Aim of the exercise —
Extract every line below, verbatim.

Items —
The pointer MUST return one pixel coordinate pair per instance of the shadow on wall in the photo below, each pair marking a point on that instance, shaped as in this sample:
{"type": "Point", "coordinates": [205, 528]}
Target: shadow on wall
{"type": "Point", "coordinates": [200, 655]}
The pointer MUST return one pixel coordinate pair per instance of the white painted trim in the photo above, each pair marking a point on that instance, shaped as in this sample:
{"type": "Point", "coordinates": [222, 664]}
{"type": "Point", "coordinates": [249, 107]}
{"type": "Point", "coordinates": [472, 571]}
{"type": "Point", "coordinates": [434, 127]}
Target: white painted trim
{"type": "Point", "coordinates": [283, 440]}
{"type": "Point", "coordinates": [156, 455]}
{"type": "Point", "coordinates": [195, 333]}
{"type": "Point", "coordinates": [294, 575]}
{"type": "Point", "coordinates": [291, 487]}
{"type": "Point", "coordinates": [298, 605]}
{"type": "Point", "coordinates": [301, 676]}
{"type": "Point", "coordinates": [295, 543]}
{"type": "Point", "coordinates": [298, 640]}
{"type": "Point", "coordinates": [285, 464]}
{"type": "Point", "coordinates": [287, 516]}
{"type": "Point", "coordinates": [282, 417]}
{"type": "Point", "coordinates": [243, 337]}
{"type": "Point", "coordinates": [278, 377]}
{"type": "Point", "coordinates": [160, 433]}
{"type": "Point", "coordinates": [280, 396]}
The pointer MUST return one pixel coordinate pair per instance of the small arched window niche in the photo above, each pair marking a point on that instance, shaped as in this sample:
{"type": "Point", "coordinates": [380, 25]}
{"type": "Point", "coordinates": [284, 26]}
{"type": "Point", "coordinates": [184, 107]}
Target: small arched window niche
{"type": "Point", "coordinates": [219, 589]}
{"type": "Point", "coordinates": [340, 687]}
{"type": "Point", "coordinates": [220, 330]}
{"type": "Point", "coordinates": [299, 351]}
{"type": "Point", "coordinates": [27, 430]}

In response —
The pointer MUST return one pixel coordinate pair per instance of the shadow on wall in the photo below, each pair marking a point on that instance, shaped as in this sample:
{"type": "Point", "coordinates": [205, 528]}
Target: shadow on wall
{"type": "Point", "coordinates": [200, 655]}
The pointer MUST return one pixel coordinate pair per instance of the white painted trim in the photo above, each pair marking a point on that instance, shaped as in this sample:
{"type": "Point", "coordinates": [222, 664]}
{"type": "Point", "coordinates": [249, 107]}
{"type": "Point", "coordinates": [472, 571]}
{"type": "Point", "coordinates": [434, 127]}
Target: white painted trim
{"type": "Point", "coordinates": [283, 440]}
{"type": "Point", "coordinates": [156, 455]}
{"type": "Point", "coordinates": [195, 333]}
{"type": "Point", "coordinates": [294, 575]}
{"type": "Point", "coordinates": [291, 487]}
{"type": "Point", "coordinates": [298, 605]}
{"type": "Point", "coordinates": [301, 676]}
{"type": "Point", "coordinates": [295, 543]}
{"type": "Point", "coordinates": [298, 640]}
{"type": "Point", "coordinates": [285, 464]}
{"type": "Point", "coordinates": [287, 516]}
{"type": "Point", "coordinates": [282, 417]}
{"type": "Point", "coordinates": [243, 337]}
{"type": "Point", "coordinates": [278, 377]}
{"type": "Point", "coordinates": [160, 433]}
{"type": "Point", "coordinates": [280, 396]}
The pointer MUST return one pixel coordinate pair per instance of the small arched window niche in the photo above, each pair marking a point on that instance, shaped as in this sample:
{"type": "Point", "coordinates": [380, 25]}
{"type": "Point", "coordinates": [284, 26]}
{"type": "Point", "coordinates": [184, 107]}
Target: small arched window niche
{"type": "Point", "coordinates": [219, 589]}
{"type": "Point", "coordinates": [340, 687]}
{"type": "Point", "coordinates": [220, 330]}
{"type": "Point", "coordinates": [299, 351]}
{"type": "Point", "coordinates": [27, 430]}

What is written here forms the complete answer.